Passage:
- Directed by: Robert McKimson
- Story by: Warren Foster
- Starring: Mel Blanc Bea Benaderet (Queen Isabella)
- Music by: Carl Stalling
- Animation by: Phil DeLara Charles McKimson John Carey Rod Scribner J.C. Melendez
- Layouts by: Cornett Wood
- Backgrounds by: Richard H. Thomas
- Color process: Technicolor
- Production company: Warner Bros. Cartoons
- Distributed by: Warner Bros. Pictures
- Release date: January 6, 1951;
- Running time: 7:23
- Country: United States
- Language: English

= Hare We Go =

Hare We Go is a 1951 Warner Bros. Merrie Melodies cartoon directed by Robert McKimson. The short was released on January 6, 1951, and features Bugs Bunny. The title is a pun on the phrase "here we go".

(A series of records)
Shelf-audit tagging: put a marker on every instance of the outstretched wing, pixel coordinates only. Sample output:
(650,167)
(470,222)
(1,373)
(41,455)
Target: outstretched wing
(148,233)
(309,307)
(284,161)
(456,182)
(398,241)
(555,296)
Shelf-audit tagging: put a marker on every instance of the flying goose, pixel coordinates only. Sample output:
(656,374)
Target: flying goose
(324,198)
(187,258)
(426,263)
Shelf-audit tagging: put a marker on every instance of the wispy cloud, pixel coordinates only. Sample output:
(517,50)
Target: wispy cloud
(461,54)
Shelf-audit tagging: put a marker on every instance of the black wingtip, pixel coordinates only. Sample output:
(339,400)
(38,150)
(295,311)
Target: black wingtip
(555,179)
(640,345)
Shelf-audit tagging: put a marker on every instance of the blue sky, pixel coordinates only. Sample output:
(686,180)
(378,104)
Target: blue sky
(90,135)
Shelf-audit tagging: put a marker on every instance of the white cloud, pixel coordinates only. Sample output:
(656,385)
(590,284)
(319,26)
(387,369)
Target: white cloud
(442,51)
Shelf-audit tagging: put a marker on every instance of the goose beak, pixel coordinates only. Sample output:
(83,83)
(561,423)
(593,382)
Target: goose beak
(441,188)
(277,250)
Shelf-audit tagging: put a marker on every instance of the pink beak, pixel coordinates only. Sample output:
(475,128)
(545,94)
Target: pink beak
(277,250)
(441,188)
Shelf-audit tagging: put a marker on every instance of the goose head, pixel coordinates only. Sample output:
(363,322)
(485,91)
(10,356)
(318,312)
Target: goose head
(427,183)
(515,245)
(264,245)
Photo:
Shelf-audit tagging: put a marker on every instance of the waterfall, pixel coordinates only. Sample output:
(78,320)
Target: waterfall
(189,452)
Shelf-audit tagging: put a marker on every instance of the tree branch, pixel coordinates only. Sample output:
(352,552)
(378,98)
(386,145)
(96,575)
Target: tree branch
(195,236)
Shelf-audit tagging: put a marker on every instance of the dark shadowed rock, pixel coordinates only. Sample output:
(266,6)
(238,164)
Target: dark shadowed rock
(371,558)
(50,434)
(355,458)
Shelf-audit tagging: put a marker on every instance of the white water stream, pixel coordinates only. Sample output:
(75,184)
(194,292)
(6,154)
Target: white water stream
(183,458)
...
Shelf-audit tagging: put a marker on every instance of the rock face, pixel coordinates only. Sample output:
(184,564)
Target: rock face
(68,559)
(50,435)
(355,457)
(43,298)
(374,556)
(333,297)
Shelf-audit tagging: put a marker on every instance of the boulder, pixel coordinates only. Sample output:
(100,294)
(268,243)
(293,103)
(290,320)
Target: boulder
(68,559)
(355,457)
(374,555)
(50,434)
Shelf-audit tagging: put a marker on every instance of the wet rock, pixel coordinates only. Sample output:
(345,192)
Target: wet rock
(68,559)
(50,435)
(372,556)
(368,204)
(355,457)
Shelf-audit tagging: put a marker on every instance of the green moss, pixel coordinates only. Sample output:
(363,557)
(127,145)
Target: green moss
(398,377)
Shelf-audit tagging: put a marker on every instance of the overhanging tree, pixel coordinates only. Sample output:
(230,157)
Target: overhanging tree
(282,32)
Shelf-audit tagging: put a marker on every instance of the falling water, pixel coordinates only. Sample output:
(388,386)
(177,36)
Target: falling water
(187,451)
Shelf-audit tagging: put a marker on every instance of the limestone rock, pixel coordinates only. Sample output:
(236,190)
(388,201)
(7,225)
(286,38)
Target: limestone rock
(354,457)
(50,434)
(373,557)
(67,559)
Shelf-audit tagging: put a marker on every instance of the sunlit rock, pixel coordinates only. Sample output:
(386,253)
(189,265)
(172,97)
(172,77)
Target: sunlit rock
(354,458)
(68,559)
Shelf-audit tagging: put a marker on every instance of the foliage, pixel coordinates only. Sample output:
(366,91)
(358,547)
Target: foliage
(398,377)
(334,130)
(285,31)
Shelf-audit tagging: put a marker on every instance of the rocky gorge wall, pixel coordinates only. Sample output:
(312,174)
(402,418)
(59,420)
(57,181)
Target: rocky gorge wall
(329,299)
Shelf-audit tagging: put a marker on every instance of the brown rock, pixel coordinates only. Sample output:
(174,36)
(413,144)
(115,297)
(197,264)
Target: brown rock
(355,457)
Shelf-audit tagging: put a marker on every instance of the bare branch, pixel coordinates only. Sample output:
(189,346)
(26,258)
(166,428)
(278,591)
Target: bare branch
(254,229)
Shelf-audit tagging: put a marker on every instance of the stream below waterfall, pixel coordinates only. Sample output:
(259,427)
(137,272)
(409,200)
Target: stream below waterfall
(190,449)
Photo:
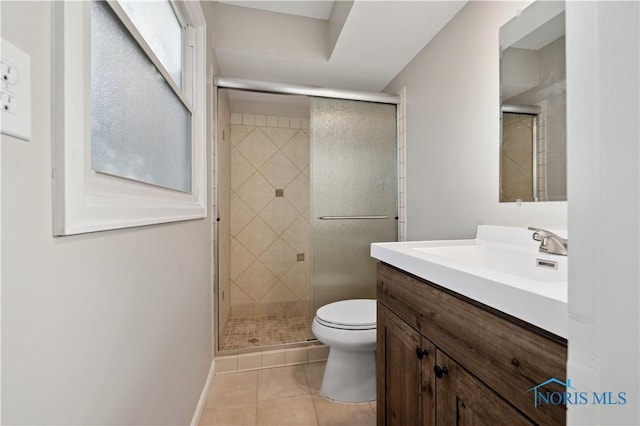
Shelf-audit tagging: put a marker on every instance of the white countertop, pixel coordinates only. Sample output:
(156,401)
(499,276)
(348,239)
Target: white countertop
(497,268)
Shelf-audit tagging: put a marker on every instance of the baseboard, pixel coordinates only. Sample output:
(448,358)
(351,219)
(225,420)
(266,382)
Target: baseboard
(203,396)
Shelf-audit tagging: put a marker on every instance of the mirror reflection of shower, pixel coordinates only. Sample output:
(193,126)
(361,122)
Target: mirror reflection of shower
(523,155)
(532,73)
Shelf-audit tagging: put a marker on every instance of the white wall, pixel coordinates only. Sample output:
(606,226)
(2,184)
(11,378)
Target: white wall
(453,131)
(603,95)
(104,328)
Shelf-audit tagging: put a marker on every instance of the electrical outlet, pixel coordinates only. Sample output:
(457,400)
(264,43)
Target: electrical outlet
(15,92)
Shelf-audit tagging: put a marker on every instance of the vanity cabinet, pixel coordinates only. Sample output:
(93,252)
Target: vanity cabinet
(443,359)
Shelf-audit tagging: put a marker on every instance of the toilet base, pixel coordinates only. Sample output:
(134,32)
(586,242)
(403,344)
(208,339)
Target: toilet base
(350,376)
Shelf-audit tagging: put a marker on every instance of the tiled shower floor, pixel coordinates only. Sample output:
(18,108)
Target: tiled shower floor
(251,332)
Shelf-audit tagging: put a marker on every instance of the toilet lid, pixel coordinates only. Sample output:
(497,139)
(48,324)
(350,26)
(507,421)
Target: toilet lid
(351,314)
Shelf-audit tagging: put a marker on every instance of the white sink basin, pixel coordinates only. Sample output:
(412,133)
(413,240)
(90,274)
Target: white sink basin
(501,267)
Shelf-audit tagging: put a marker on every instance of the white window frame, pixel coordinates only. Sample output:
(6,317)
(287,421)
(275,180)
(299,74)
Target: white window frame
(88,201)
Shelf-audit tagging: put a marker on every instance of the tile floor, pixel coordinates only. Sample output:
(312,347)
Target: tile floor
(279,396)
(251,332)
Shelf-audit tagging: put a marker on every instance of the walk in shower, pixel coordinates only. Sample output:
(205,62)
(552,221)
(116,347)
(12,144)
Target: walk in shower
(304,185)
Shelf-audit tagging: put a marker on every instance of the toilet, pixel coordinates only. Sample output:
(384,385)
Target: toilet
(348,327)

Task set:
1. Answer these questions using the text about Hare We Go, with one answer per line:
(a) Who is credited with the music?
(b) Which role does Bea Benaderet play?
(c) What phrase does the title pun on?
2. Resume the text about Hare We Go, starting after its final sentence.

Outputs:
1.
(a) Carl Stalling
(b) Queen Isabella
(c) "here we go"

2.
==Plot==
In 1492 Christopher Columbus is arguing with the king of Spain whether the world is round or flat. Columbus suggests that the Earth is round like an apple or a human head. King Ferdinand insists the Earth is flat like a pancake (and Columbus' head, after flattening it with his scepter). Eventually the king kicks Columbus out of his palace. Then Bugs Bunny emerges from his rabbit hole and asks Columbus what's bothering him. Columbus says that no one believes his theory, but Bugs, after looking at Columbus' globe, says "She looks round to me, Doc." Queen Isabella speaks (like a Mae West impersonation) to Bugs and Columbus from a window, offering him her jewels if he can prove the world is round. Bugs tells Columbus that he can prove that the world is round. He takes out a baseball and glove and throws the ball "around the world." When the ball returns to Spain, it is covered in travel stickers from all over the globe, proving Columbus' claim.

After this, Columbus sets sail and Bugs accompanies him as a mascot. The crew thinks Bugs is bad luck and as time passes and there is no sight of land, these feelings grow stronger. When Columbus tells Bugs that they will hit land the next day, he hurries to tell the crew and celebrate with them.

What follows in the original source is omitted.